§ **Exercise**
Copy out, from the entries below, each line holding the string "target".

§ **Stored items**
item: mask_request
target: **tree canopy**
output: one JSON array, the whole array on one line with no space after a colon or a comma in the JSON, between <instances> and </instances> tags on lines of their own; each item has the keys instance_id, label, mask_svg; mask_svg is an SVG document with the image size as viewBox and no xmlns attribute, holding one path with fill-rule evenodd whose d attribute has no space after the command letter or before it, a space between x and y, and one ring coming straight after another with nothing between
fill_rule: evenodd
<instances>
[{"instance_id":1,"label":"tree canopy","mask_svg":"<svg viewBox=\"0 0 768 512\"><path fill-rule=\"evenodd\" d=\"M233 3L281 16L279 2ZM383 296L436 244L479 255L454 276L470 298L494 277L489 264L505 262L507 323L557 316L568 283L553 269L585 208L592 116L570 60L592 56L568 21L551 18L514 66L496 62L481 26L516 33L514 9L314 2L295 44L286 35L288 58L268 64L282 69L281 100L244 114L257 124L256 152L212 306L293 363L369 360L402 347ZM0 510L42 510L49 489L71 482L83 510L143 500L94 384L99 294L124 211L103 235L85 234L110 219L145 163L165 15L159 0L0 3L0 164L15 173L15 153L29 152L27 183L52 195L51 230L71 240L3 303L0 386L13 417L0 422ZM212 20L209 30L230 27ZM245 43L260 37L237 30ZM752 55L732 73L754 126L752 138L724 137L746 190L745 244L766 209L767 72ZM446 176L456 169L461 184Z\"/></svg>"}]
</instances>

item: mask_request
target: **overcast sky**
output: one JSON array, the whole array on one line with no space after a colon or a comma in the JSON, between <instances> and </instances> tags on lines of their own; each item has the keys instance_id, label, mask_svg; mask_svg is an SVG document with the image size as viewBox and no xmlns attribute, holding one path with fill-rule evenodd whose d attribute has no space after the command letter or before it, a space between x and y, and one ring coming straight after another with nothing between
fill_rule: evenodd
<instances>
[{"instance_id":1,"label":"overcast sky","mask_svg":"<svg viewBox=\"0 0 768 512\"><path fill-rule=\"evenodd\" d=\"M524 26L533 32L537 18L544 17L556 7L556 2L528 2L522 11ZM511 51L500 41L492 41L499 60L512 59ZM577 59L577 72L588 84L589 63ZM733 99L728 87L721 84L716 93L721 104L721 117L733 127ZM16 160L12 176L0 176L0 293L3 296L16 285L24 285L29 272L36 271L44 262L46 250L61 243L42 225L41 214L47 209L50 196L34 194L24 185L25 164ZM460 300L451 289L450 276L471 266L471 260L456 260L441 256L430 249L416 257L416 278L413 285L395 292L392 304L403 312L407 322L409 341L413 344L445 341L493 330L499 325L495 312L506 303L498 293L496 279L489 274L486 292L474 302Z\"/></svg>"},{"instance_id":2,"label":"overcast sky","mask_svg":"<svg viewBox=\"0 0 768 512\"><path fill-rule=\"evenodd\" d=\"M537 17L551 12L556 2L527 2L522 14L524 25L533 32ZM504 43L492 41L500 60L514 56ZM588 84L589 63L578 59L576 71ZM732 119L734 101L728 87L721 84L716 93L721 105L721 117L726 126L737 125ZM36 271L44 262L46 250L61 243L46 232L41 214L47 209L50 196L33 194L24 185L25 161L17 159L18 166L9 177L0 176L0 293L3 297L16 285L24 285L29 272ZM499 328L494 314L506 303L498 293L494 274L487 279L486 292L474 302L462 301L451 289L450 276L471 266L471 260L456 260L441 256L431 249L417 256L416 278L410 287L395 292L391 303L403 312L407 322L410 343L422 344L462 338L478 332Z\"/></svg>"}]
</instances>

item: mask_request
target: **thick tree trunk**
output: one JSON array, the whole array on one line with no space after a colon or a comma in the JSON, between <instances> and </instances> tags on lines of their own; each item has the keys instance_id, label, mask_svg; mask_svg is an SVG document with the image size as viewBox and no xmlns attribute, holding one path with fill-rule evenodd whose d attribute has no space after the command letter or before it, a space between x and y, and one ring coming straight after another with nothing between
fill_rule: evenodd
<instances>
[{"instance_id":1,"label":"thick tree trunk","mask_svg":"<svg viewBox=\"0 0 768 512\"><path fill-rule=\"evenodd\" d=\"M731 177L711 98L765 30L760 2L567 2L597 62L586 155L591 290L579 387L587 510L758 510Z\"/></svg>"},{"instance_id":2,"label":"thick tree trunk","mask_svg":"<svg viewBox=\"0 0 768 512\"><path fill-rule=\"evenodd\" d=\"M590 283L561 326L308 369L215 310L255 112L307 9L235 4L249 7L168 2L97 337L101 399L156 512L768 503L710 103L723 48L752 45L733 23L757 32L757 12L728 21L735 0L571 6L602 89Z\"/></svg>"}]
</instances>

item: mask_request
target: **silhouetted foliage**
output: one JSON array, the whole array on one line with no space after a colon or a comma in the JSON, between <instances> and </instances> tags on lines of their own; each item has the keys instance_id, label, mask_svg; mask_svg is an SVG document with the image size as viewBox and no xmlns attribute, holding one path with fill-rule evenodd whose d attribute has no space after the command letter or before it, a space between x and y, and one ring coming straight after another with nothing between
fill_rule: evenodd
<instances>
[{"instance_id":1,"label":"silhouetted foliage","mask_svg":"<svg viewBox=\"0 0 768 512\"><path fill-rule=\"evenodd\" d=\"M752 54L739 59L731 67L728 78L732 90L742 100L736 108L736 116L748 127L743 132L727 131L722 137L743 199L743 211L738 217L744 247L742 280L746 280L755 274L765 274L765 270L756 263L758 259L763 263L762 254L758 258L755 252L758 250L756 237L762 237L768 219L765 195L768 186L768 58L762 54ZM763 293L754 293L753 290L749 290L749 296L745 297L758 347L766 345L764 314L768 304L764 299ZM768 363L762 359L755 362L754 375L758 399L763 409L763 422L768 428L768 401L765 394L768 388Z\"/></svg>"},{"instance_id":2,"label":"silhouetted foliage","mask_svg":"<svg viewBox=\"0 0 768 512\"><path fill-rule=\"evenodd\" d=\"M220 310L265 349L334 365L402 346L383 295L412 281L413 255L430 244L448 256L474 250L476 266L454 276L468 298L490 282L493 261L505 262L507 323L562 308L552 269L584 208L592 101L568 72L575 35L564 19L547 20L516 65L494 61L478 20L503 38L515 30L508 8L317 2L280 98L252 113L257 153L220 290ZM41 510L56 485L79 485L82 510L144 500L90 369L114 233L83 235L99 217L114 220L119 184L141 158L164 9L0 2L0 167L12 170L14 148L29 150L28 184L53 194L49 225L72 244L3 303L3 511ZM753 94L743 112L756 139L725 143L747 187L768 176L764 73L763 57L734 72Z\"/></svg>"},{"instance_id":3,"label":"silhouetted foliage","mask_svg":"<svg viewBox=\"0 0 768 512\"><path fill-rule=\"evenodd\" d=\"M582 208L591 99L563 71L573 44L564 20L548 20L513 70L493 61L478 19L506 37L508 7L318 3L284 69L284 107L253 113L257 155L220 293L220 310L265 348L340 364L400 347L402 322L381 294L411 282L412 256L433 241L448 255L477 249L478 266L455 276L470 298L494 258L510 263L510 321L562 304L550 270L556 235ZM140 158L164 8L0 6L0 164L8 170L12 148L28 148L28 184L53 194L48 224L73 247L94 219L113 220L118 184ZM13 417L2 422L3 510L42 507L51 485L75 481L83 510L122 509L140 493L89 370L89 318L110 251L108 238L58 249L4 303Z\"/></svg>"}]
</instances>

§ **Solved problem**
target: **tree canopy**
target: **overcast sky**
target: **thick tree trunk**
target: **silhouetted foliage**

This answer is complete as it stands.